:: TASK INSTRUCTIONS ::
Update the lines below by changing "separate lines" to "their own lines" everywhere it appears, keeping everything else as it is. Leave the pictures out of your answer.

* BEGIN WORKING DATA *

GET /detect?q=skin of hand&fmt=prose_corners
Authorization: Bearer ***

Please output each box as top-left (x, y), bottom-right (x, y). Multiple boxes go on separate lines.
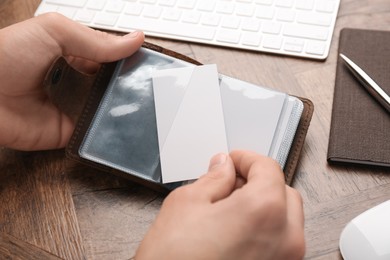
top-left (135, 151), bottom-right (305, 260)
top-left (0, 13), bottom-right (144, 150)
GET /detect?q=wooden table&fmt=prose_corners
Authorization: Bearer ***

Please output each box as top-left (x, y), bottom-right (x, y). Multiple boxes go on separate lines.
top-left (0, 0), bottom-right (390, 259)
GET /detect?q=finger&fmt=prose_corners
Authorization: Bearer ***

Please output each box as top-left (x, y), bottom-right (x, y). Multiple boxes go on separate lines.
top-left (281, 185), bottom-right (306, 259)
top-left (65, 56), bottom-right (101, 75)
top-left (192, 154), bottom-right (236, 202)
top-left (230, 151), bottom-right (285, 194)
top-left (37, 13), bottom-right (144, 62)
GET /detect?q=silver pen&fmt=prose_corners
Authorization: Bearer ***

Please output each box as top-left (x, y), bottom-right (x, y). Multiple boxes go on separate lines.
top-left (340, 53), bottom-right (390, 113)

* END WORKING DATA *

:: RESULT ::
GET /detect?q=skin of hand&fmt=prose_corners
Authorization: Bearer ***

Please output each box as top-left (x, y), bottom-right (x, y). Multiple boxes go on their own lines.
top-left (135, 151), bottom-right (305, 260)
top-left (0, 13), bottom-right (144, 150)
GET /detect?q=wooden table&fmt=prose_corners
Authorization: Bearer ***

Please output each box as top-left (x, y), bottom-right (x, y). Multiple boxes go on their own lines.
top-left (0, 0), bottom-right (390, 259)
GET /detect?q=finger&fmt=prose_corners
Authorization: Bearer ***

Please output each box as top-left (x, y), bottom-right (x, y). Multiple boxes go on their own lines.
top-left (281, 185), bottom-right (306, 259)
top-left (65, 56), bottom-right (101, 75)
top-left (192, 154), bottom-right (236, 202)
top-left (230, 151), bottom-right (285, 194)
top-left (37, 13), bottom-right (144, 62)
GET /detect?q=silver pen&fmt=prose_corners
Authorization: Bearer ***

Please output each box as top-left (x, y), bottom-right (x, y). Multiple boxes go on their own lines.
top-left (340, 53), bottom-right (390, 113)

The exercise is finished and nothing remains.